# Task description
Reproduce the full passage on tilapia farming word for word.

:: Excerpt to read

Tilapia is a freshwater fish and is best known as Nile Tilapia, origins of the fish are not clear but have been used in Africa and the Middle East as a farmed fish and raised for consumption due to its fast growth rate and are considered wild.

However, in this day and age Wild Tilapia are almost non existent and aquaculture and farming have taken over this industry.

The main producers of farmed Tilapia are Papa New Quinea, Phillipines, Thailand, Indonesia, and China being the number 1 exporter of farm raised Tilapia.

In 2000-2008 the USDA placed a ban on all Tilapia being imported from China due to contamination and unsafe farming practices.

Investigations found that the Tilapia were being fed manure due to the expensive cost of commercial feed and also were being farmed in ponds where waste water from poultry and livestock farms were found in the ponds.

Tilapia were also farmed in ponds or pens located next to factories or power stations using the waste dumped into the water, to keep the water at a constant temp.

Are those practices being used today in those countries? Well, since the 2008 embargo of imported Tilapia, the FDA has inspected 1.5% of all foreign facilities that farm Tilapia. Hmmmmm?

::::
:: Given records

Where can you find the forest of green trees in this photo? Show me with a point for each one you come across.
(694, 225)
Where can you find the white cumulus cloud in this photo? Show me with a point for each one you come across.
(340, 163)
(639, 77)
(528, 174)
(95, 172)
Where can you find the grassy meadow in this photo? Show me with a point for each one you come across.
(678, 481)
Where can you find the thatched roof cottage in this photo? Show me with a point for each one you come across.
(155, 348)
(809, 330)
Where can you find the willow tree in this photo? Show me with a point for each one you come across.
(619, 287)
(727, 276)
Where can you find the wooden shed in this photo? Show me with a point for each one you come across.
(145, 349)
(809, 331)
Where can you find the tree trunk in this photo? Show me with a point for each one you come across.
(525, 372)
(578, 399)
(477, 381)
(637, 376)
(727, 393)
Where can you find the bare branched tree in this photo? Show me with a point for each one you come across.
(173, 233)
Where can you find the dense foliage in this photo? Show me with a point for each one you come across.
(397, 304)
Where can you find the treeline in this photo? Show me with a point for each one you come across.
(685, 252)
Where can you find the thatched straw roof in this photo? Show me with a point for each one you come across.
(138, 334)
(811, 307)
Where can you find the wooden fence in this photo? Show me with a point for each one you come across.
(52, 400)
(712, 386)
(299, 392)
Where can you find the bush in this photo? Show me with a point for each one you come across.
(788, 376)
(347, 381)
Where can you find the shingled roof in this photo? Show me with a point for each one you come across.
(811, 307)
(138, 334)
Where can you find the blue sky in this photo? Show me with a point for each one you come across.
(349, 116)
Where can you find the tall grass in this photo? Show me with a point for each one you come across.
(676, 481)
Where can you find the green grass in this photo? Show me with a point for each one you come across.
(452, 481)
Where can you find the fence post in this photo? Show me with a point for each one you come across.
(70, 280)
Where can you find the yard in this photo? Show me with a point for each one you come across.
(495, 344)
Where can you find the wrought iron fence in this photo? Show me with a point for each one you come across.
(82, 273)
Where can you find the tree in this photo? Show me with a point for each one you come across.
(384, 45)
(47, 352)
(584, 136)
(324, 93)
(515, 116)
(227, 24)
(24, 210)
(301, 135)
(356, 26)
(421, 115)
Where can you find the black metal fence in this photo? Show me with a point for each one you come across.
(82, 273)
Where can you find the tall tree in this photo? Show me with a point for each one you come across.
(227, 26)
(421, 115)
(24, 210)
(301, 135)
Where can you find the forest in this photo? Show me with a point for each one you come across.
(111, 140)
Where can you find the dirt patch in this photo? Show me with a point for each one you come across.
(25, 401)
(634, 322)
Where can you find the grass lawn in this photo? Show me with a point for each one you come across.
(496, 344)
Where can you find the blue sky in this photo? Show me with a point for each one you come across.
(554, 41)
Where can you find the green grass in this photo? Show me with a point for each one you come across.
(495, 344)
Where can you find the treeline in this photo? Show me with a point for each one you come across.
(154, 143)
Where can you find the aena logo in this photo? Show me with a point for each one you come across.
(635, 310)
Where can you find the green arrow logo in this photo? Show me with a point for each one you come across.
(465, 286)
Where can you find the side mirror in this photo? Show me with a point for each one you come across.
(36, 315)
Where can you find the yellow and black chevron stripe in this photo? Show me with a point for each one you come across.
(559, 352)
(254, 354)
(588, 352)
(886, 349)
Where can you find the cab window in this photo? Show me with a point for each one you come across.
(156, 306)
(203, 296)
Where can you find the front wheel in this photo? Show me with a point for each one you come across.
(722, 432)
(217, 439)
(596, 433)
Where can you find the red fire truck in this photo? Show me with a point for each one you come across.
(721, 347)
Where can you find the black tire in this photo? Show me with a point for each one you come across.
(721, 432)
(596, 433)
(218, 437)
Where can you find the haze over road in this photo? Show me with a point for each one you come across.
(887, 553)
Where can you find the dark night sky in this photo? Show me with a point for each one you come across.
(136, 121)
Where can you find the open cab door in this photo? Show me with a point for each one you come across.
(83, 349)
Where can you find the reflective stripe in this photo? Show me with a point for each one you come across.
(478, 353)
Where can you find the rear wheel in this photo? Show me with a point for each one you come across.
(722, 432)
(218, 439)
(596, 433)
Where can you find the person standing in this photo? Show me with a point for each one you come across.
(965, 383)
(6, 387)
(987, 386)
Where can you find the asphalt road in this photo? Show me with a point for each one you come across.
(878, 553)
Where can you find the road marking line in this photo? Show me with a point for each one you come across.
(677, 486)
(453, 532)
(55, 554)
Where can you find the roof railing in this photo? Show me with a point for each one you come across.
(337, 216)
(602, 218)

::::

# Answer space
Tilapia is a freshwater fish and is best known as Nile Tilapia, origins of the fish are not clear but have been used in Africa and the Middle East as a farmed fish and raised for consumption due to its fast growth rate and are considered wild.

However, in this day and age Wild Tilapia are almost non existent and aquaculture and farming have taken over this industry.

The main producers of farmed Tilapia are Papa New Quinea, Phillipines, Thailand, Indonesia, and China being the number 1 exporter of farm raised Tilapia.

In 2000-2008 the USDA placed a ban on all Tilapia being imported from China due to contamination and unsafe farming practices.

Investigations found that the Tilapia were being fed manure due to the expensive cost of commercial feed and also were being farmed in ponds where waste water from poultry and livestock farms were found in the ponds.

Tilapia were also farmed in ponds or pens located next to factories or power stations using the waste dumped into the water, to keep the water at a constant temp.

Are those practices being used today in those countries? Well, since the 2008 embargo of imported Tilapia, the FDA has inspected 1.5% of all foreign facilities that farm Tilapia. Hmmmmm?